__TEXT SHOWN__:
======

Also started on the movie book for the 12-14 year olds. That's how I figured it when I looked at what I'd written before. It couldn't be for any younger ones. I took some insights on how to write for kids from couple of recentish books - the other one was the Finnish history for 10-14-year olds, with fictional stories and lots of nice illos thrown in, and the other one was a history of art. They were both very good. I should start contacting publishers. (Which is always the hardest part, especially when the publishers won't respond to queries. Frustrating - you know what I mean?)

Just today - Kauto had slept pretty badly and I didn't feel like doing any serious stuff - I opened The Dostoyevsky Reel with Joe Novak, my P.I. hero, and began Finlandisizing it. It felt pretty weird (Joe Novak is now Harri Tanner and I'm not sure yet if he'll be a P.I. from now on), but somehow necessary to get it published somehow. I'll do similar changes to my horror-quasi-religious-cop-conspiracy novel The Blood Orgy of the Void God. Maybe I'll have to change the title on that one. Won't give up Dostoyevsky, though.

I also started a new short story. Just began from scratch and an opening sentence: "Look at the papers again." It will be narrated in imperative in a somewhat Ellroyesque manner. That's all I know at the moment. I've been toying with the idea for quite a while. I don't know if it works, but I want to know.

Thursday, April 20, 2006

Mikael Rosengren päivää

(This is a meme. In Finnish only.)

Tosikolta tulleen meemin antia: Nimeni on Mikael Rosengren, 33. Asun Hämeenlinnassa ja työskentelen toimittajana. Harrastan penkkiurheilua eikä minulla ole lapsia. Hiukseni olen viimeksi värjännyt vihreiksi ja silmäni ovat siniset. Pidän suuresti mahtipontisesta oopperahevistä tyyliin Nightwish ja Evanescence, mutta diggaan myös vanhaa soulia ja funkia - viimeksi kuuntelin Roy Ayersia. Minua kuvaisi parhaiten ehkä sana "maailmanlaajuinen".

Wednesday, April 19, 2006

Hank Janson: The Deadly Horse-race

Finished the Hank Jason/Janson The Deadly Horse-race last night. It was pretty OK to the middle, then it started to drag badly. There was suddenly too much dialogue and everything got too explanatory.

======

(Saved entries)

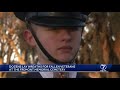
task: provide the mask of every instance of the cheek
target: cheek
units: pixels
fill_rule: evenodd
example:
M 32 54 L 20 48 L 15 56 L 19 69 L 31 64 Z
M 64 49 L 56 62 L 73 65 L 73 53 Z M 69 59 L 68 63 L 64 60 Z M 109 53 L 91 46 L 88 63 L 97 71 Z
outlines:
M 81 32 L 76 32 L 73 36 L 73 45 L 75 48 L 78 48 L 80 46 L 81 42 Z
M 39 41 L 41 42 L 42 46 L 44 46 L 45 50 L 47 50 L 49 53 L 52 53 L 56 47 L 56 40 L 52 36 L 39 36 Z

======

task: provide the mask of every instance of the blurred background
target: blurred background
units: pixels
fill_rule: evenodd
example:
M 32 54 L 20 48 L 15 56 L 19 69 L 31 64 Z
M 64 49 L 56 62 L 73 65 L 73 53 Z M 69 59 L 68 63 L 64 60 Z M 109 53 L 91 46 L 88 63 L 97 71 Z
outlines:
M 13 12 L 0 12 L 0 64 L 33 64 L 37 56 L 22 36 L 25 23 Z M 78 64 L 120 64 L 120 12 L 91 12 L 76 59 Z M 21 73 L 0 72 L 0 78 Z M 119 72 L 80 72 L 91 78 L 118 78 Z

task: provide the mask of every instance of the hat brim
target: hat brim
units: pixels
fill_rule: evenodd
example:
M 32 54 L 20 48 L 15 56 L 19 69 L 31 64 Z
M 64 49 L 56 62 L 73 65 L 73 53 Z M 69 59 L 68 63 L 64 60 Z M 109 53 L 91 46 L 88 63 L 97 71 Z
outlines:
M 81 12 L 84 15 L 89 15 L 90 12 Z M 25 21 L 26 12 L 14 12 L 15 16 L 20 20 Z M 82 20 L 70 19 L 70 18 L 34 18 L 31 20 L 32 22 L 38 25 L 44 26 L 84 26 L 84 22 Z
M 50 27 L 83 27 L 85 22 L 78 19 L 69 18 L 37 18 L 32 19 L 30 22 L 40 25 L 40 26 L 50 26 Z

======

__EXERCISE BRIEF__: Return the blog posts from the top of the page word for word, in full.

__FULL SOLUTION__:
Also started on the movie book for the 12-14 year olds. That's how I figured it when I looked at what I'd written before. It couldn't be for any younger ones. I took some insights on how to write for kids from couple of recentish books - the other one was the Finnish history for 10-14-year olds, with fictional stories and lots of nice illos thrown in, and the other one was a history of art. They were both very good. I should start contacting publishers. (Which is always the hardest part, especially when the publishers won't respond to queries. Frustrating - you know what I mean?)

Just today - Kauto had slept pretty badly and I didn't feel like doing any serious stuff - I opened The Dostoyevsky Reel with Joe Novak, my P.I. hero, and began Finlandisizing it. It felt pretty weird (Joe Novak is now Harri Tanner and I'm not sure yet if he'll be a P.I. from now on), but somehow necessary to get it published somehow. I'll do similar changes to my horror-quasi-religious-cop-conspiracy novel The Blood Orgy of the Void God. Maybe I'll have to change the title on that one. Won't give up Dostoyevsky, though.

I also started a new short story. Just began from scratch and an opening sentence: "Look at the papers again." It will be narrated in imperative in a somewhat Ellroyesque manner. That's all I know at the moment. I've been toying with the idea for quite a while. I don't know if it works, but I want to know.

Thursday, April 20, 2006

Mikael Rosengren päivää

(This is a meme. In Finnish only.)

Tosikolta tulleen meemin antia: Nimeni on Mikael Rosengren, 33. Asun Hämeenlinnassa ja työskentelen toimittajana. Harrastan penkkiurheilua eikä minulla ole lapsia. Hiukseni olen viimeksi värjännyt vihreiksi ja silmäni ovat siniset. Pidän suuresti mahtipontisesta oopperahevistä tyyliin Nightwish ja Evanescence, mutta diggaan myös vanhaa soulia ja funkia - viimeksi kuuntelin Roy Ayersia. Minua kuvaisi parhaiten ehkä sana "maailmanlaajuinen".

Wednesday, April 19, 2006

Hank Janson: The Deadly Horse-race

Finished the Hank Jason/Janson The Deadly Horse-race last night. It was pretty OK to the middle, then it started to drag badly. There was suddenly too much dialogue and everything got too explanatory.